Supplied material ::
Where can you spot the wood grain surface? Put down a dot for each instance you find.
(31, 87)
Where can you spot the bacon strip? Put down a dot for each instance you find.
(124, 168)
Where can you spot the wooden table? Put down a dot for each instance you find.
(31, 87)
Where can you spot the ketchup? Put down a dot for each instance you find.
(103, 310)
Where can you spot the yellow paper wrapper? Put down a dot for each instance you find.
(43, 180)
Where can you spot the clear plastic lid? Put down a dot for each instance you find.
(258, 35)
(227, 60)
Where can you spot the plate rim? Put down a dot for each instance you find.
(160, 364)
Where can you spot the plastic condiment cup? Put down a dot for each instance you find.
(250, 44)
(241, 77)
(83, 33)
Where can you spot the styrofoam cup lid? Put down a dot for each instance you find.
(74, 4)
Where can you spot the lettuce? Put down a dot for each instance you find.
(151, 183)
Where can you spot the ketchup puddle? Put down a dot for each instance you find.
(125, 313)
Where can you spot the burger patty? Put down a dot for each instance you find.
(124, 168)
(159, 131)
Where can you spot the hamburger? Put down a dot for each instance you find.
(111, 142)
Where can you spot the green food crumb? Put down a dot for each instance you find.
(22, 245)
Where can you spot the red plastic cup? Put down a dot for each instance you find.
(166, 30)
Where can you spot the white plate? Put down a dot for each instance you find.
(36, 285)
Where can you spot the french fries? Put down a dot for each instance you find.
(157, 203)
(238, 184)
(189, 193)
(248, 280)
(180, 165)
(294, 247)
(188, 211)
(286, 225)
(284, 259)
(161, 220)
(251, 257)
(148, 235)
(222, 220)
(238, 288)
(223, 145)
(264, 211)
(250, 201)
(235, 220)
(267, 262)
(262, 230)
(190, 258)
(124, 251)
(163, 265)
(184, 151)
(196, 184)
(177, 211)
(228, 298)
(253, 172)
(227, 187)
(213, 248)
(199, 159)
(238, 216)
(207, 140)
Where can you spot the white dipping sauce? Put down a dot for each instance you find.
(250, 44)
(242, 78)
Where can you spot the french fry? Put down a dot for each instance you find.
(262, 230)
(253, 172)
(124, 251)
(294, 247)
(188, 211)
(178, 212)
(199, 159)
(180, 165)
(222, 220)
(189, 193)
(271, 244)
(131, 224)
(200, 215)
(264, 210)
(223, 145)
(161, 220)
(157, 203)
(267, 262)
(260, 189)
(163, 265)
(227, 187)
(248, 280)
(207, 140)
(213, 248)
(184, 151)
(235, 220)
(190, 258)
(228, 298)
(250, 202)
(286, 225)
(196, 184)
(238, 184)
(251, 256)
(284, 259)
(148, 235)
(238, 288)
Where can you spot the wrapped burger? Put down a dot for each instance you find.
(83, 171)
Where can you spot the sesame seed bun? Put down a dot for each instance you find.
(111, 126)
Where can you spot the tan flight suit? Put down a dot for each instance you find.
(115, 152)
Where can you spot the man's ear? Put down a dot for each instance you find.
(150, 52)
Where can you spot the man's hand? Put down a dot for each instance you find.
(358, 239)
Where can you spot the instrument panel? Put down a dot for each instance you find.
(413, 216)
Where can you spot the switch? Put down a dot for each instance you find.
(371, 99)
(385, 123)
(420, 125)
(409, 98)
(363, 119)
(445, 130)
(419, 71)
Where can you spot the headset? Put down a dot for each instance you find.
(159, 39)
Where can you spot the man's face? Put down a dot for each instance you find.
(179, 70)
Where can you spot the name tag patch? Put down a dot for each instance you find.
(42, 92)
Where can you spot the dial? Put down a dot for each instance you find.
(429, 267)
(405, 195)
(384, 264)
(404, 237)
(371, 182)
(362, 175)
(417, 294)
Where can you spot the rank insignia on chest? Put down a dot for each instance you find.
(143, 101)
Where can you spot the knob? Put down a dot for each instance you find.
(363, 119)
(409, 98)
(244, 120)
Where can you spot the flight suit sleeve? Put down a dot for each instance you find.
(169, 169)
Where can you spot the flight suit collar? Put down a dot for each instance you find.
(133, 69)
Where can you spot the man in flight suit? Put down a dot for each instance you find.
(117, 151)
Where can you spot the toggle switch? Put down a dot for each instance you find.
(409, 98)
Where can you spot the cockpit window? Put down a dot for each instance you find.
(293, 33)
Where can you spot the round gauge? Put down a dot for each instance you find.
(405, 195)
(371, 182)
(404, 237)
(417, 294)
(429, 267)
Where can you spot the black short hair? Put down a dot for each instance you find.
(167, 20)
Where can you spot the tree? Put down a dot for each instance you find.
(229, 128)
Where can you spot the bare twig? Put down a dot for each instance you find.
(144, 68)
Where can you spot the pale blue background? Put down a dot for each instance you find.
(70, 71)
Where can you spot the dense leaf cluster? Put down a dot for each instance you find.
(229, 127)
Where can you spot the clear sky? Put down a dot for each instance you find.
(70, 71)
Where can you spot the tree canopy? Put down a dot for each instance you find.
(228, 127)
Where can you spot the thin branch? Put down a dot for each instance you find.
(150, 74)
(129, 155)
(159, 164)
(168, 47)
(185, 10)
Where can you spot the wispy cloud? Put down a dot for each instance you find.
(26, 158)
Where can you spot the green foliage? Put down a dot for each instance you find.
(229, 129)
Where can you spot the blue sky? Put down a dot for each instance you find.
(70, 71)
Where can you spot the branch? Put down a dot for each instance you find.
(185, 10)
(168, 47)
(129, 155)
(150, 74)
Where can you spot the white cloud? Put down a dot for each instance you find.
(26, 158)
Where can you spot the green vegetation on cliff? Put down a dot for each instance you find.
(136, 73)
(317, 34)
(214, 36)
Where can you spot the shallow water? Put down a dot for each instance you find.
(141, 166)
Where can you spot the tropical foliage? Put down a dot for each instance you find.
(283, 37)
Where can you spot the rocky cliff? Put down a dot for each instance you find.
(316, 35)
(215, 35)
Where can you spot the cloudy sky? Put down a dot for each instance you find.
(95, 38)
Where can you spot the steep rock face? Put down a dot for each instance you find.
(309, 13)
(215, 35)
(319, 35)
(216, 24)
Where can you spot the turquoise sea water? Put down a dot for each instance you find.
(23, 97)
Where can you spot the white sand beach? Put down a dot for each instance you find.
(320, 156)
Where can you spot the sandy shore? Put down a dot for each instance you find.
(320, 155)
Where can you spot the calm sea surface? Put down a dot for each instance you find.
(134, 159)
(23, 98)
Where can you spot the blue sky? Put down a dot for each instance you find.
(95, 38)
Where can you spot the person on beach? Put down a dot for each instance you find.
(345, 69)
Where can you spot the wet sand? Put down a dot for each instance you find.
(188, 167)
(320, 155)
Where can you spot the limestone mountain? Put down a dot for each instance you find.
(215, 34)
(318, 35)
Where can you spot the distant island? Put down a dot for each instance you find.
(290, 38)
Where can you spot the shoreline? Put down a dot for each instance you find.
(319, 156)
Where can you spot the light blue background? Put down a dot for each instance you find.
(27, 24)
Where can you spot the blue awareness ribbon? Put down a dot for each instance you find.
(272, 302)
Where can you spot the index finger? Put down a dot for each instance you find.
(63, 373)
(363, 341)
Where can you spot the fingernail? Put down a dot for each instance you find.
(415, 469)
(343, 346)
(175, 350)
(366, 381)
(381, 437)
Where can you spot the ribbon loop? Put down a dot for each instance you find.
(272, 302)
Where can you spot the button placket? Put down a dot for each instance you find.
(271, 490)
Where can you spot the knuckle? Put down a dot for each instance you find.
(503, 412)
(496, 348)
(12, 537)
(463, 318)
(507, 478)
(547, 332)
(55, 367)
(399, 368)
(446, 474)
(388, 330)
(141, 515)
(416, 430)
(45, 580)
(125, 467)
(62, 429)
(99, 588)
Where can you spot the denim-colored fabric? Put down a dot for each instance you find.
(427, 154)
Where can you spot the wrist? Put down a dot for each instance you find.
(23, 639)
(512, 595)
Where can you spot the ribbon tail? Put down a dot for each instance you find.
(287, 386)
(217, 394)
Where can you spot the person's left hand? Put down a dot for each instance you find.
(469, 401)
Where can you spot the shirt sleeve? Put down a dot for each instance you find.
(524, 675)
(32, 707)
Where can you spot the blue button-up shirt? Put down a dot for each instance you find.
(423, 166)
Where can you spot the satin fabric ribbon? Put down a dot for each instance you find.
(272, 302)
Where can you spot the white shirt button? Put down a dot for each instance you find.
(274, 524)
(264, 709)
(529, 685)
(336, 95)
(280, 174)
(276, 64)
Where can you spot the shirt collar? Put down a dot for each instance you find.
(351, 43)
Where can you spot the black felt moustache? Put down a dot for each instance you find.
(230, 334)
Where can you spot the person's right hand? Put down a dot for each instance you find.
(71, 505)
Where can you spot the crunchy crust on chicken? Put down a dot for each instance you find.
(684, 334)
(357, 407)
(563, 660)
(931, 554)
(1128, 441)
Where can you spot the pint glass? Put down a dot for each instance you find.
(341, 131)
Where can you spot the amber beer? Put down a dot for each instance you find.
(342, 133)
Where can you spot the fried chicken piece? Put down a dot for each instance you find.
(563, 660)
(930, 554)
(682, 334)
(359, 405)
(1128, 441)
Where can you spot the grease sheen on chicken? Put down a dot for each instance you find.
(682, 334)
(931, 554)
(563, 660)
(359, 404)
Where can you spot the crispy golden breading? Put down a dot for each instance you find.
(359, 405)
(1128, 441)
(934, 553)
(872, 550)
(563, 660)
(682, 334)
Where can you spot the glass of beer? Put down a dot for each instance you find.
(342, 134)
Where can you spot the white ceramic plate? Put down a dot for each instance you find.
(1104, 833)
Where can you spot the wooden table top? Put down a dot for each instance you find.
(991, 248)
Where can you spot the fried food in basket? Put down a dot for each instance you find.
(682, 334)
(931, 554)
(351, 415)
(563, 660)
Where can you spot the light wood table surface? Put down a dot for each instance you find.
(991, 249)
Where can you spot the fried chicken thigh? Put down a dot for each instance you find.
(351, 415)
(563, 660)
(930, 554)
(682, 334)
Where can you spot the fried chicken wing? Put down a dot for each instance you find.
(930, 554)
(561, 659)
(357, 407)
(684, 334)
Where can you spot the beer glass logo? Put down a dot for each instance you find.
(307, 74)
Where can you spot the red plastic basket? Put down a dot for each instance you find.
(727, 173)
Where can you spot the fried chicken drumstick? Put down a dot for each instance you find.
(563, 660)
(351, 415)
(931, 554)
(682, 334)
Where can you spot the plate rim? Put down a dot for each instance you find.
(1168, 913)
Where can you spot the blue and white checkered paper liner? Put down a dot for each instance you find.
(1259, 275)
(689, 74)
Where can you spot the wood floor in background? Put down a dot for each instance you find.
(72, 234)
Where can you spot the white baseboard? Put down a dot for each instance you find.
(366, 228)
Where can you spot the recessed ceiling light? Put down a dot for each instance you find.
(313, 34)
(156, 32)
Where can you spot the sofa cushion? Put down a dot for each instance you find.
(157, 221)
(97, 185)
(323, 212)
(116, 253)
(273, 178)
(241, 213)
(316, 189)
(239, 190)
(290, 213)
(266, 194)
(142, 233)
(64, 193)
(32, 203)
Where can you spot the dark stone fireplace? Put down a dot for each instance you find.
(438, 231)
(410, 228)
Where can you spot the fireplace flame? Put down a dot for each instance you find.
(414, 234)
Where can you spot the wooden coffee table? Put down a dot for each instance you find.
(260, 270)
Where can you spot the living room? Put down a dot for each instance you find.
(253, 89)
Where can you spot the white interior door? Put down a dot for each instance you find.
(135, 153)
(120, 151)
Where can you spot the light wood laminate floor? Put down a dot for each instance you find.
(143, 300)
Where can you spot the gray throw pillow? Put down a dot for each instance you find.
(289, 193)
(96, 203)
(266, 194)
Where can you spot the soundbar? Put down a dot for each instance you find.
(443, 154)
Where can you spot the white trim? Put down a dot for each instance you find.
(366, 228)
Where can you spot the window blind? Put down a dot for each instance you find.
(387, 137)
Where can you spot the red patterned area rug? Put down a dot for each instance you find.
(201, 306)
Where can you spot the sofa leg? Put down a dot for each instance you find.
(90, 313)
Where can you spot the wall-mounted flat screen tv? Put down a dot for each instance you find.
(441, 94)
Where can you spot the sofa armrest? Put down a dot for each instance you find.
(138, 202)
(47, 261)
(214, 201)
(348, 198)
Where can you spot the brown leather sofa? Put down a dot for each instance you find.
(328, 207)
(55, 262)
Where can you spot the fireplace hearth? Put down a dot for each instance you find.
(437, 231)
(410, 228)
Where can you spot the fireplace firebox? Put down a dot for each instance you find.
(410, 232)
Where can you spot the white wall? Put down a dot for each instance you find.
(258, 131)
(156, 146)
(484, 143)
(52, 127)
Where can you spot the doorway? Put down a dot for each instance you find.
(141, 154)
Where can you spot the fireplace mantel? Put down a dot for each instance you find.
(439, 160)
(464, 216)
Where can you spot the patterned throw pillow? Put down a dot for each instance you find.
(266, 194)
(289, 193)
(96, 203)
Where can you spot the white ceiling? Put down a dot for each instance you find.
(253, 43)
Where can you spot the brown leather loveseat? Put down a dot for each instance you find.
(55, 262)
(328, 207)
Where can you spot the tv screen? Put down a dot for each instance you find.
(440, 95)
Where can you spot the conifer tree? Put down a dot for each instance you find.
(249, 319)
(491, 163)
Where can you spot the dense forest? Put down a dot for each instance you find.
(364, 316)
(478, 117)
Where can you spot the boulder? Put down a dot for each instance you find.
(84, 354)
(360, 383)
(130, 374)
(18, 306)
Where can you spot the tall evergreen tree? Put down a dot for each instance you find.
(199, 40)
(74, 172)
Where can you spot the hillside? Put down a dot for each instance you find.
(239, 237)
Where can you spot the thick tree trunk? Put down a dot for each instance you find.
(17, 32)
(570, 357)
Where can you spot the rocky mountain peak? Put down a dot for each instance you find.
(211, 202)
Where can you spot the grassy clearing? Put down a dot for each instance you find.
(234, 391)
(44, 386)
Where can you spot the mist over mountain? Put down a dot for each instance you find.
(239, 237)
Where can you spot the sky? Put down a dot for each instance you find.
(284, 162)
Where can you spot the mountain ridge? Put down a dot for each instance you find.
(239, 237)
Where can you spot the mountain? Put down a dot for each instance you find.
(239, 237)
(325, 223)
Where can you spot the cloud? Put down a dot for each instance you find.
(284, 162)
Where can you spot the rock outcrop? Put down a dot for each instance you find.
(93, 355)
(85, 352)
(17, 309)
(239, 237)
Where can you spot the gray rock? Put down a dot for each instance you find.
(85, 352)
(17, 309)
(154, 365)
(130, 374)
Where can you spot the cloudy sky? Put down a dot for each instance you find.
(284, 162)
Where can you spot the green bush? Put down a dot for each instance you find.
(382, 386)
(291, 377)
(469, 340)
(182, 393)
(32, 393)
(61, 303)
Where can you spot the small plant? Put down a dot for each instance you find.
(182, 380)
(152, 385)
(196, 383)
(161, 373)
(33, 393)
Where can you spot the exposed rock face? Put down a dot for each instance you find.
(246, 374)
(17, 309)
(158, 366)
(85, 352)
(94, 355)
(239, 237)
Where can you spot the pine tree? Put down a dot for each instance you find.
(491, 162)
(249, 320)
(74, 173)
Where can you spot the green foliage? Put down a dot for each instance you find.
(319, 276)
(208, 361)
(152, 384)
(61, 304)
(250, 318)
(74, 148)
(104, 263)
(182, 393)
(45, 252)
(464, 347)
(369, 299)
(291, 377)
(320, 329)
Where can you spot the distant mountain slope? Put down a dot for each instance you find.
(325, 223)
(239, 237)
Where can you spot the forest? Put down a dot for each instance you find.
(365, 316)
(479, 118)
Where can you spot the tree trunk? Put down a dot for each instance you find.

The exercise ::
Repeat exactly, and only, the lines from the line containing "Where can you spot the small" through the last line of the records above, both included.

The completed task ::
Where can you spot the small plant? Put down a dot for each instance you find.
(182, 380)
(152, 385)
(196, 383)
(161, 373)
(33, 393)
Where can you spot the exposed rock face? Put down a dot for each instance you find.
(246, 374)
(17, 309)
(158, 366)
(85, 352)
(94, 355)
(239, 237)
Where can you spot the pine tree? Put down a dot for each instance you find.
(491, 162)
(249, 320)
(74, 173)
Where can you spot the green foliage? Put down a dot for each instance you find.
(319, 276)
(208, 361)
(152, 384)
(61, 304)
(250, 318)
(74, 148)
(104, 263)
(182, 393)
(45, 252)
(464, 347)
(369, 299)
(291, 377)
(320, 329)
Where can you spot the distant mountain slope? Put down a dot for each instance you find.
(325, 223)
(239, 237)
Where can you spot the forest? Put down a dot for each instance you find.
(365, 316)
(479, 118)
Where can you spot the tree trunk? Put down a dot for each instance you find.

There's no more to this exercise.